-- Begin SUPPLIED TEXT --
I didn't reference the article because I provided more detailed references which explore the difference between threads and coroutines in Python to a much greater depth.
The point of my comment is to say that neither threads or coroutines will make Python _faster_ in and of themselves. Quite the opposite in fact: threading adds overhead so unless the benefit is greater than the overhead (e.g. lock contention and context switching) your code will actually be net slower.
I can't recommend the videos I shared enough, David Beazley is a great presenter. One of the few people who can do talks centered around live coding that keep me engaged throughout.
> The point is, many people think (including you judging by your comment, and certainly including me up until now but now I'm just confused) that in Python asyncio is better than using multiple threads with blocking IO. The point of the article is to dispel that belief.
The disconnect here is that this article isn't claiming that asyncio is not faster than threads. In fact the article only claims that asyncio is not a silver bullet guaranteed to increase the performance of any Python logic. The misconception it is trying to clear up, in it's own words is:
> Sadly async is not go-faster-stripes for the Python interpreter.
What I, and many others are questioning is:
A) Is this actually as widespread a belief as the article claims it to be? None of the results are surprising to me (or apparently some others).
B) Is the article accurate in it's analysis and conclusion?
As an example, take this paragraph:
> Why is this? In async Python, the multi-threading is co-operative, which simply means that threads are not interrupted by a central governor (such as the kernel) but instead have to voluntarily yield their execution time to others. In asyncio, the execution is yielded upon three language keywords: await, async for and async with.
This is a really confusing paragraph because it seems to mix terminology. A short list of problems in this quote alone:
- Async Python != multi-threading.
- Multi-threading is not co-operatively scheduled, they are indeed interrupted by the kernel (context switches between threads in Python do actually happen).
- Asyncio is co-operatively scheduled and pieces of logic have to yield to allow other logic to proceed. This is a key difference between Asyncio (coroutines) and multi-threading (threads).
- Asynchronous Python can be implemented using coroutines, multi-threading, or multi-processing; it's a common noun but the quote uses it as a proper noun leaving us guessing what the author intended to refer to.
Additionally, there are concepts and interactions which are missing from the article such as the GIL's scheduling behavior. In the second video I shared, David Beazley actually shows how the GIL gives compute intensive tasks higher priority which is the opposite of typical scheduling priorities (e.g. kernel scheduling) which leads to adverse latency behavior.
So looking at the article as a whole, I don't think the underlying intent of the article is wrong, but the reasoning and analysis presented is at best misguided. Asyncio is not a performance silver bullet, it's not even real concurrency. Multi-processing and use of C extensions is the bigger bang for the buck when it comes to performance. But none of this is surprising and is expected if you really think about the underlying interactions.
To rephrase what you think I thought:
> The point is, many people think (including you judging by your comment, and certainly including me up until now but now I'm just confused) that in Python asyncio is better than using multiple threads with blocking IO.
-- End SUPPLIED TEXT --
-- Begin EXTRACTED RECORDS --
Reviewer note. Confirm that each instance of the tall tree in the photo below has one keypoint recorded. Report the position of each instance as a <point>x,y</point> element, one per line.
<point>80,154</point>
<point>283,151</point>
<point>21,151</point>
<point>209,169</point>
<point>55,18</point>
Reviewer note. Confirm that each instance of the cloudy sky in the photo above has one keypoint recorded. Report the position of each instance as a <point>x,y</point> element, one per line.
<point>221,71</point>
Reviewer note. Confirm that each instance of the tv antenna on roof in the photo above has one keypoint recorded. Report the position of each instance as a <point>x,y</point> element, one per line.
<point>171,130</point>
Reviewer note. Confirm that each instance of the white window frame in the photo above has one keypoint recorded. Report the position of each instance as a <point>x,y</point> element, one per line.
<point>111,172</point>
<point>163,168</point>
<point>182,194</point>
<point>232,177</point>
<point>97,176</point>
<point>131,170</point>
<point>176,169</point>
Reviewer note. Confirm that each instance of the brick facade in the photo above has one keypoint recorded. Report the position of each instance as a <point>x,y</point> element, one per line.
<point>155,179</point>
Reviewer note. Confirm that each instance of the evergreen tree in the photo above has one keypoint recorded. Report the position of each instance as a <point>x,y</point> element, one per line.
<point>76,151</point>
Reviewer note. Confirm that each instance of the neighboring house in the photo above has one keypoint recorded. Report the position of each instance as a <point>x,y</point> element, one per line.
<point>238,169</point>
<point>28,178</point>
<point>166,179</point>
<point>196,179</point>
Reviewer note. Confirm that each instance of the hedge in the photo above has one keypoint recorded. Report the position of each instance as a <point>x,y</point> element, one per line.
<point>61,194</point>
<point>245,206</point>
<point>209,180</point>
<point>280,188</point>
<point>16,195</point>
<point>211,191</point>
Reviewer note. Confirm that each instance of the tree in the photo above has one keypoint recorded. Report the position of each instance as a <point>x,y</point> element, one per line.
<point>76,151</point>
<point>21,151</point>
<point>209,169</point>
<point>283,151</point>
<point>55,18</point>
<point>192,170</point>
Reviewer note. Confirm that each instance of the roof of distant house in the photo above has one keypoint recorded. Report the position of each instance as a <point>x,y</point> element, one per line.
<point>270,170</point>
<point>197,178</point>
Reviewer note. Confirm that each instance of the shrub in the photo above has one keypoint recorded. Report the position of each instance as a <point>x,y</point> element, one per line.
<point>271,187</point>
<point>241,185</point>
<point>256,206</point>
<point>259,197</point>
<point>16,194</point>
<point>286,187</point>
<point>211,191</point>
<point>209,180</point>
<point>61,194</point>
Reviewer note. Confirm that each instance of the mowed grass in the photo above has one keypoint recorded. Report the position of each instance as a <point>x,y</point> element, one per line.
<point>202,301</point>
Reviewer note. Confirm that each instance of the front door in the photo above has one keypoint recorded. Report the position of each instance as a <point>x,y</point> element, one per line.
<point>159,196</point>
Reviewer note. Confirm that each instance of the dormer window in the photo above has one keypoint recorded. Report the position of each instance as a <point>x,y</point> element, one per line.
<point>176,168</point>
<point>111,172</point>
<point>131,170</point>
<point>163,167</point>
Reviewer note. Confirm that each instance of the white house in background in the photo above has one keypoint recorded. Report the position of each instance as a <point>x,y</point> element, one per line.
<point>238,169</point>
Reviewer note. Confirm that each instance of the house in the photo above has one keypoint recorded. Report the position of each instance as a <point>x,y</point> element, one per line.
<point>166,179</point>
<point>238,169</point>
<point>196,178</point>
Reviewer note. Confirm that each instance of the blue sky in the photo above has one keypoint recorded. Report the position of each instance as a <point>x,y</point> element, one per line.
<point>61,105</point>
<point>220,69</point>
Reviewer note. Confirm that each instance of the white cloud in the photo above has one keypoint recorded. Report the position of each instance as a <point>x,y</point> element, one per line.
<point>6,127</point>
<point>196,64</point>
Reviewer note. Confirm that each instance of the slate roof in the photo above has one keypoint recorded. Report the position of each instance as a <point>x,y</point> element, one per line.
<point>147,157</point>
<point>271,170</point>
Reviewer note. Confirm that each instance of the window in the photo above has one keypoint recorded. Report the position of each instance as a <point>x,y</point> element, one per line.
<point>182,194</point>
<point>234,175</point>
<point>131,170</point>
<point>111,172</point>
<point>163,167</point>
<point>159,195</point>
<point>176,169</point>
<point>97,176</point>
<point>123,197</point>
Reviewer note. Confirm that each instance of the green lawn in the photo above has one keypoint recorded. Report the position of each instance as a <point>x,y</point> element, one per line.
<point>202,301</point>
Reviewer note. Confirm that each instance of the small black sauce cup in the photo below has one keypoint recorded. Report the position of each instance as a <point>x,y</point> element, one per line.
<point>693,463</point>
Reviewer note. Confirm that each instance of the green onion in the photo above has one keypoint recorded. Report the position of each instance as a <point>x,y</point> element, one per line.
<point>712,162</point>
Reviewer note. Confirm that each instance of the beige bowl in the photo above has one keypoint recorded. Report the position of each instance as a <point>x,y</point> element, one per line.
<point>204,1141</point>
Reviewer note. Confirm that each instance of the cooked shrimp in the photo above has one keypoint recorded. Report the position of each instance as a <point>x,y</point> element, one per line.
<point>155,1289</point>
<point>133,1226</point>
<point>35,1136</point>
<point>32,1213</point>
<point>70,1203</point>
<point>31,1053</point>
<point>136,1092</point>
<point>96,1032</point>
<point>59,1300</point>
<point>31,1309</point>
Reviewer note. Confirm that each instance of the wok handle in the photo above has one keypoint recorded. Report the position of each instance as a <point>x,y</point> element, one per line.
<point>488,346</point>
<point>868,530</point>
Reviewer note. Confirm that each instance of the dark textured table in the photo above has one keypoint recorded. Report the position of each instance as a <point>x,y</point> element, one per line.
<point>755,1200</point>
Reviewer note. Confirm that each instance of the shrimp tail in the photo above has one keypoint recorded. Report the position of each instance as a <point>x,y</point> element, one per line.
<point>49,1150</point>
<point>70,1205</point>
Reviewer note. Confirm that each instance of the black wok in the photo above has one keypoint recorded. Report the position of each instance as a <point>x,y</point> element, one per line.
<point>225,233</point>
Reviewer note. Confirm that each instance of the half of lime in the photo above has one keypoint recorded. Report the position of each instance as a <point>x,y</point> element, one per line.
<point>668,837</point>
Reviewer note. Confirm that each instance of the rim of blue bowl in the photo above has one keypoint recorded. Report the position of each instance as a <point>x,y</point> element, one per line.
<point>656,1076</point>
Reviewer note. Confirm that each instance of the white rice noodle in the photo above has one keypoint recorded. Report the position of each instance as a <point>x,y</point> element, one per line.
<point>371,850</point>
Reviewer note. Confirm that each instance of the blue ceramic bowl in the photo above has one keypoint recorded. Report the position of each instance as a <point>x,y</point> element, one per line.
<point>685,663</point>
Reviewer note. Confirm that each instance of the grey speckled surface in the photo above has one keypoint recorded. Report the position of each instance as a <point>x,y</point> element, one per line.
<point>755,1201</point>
-- End EXTRACTED RECORDS --
### PROBLEM 1
Rewrite the stretch of the comment on Python asyncio from "Additionally, there are" through "the underlying interactions.", changing "GIL" to "Global Interpreter Lock".
### PROBLEM 2
Summarize the comment on Python asyncio in two sentences.
### PROBLEM 3
In the comment on Python asyncio, which two approaches are called the bigger bang for the buck when it comes to performance?

### PROBLEM SOLUTION 1
Additionally, there are concepts and interactions which are missing from the article such as the Global Interpreter Lock's scheduling behavior. In the second video I shared, David Beazley actually shows how the Global Interpreter Lock gives compute intensive tasks higher priority which is the opposite of typical scheduling priorities (e.g. kernel scheduling) which leads to adverse latency behavior.
So looking at the article as a whole, I don't think the underlying intent of the article is wrong, but the reasoning and analysis presented is at best misguided. Asyncio is not a performance silver bullet, it's not even real concurrency. Multi-processing and use of C extensions is the bigger bang for the buck when it comes to performance. But none of this is surprising and is expected if you really think about the underlying interactions.

### PROBLEM SOLUTION 2
The commenter argues that neither threads nor coroutines make Python faster by themselves, because threading adds overhead, and questions both how widespread the belief targeted by the article really is and whether the article's analysis is accurate. Citing a paragraph that mixes up async Python and multi-threading, and the article's omission of the GIL's scheduling behavior, the commenter concludes that the article's intent is not wrong but its reasoning is misguided, since multi-processing and C extensions give the bigger performance gains.

### PROBLEM SOLUTION 3
Multi-processing and use of C extensions.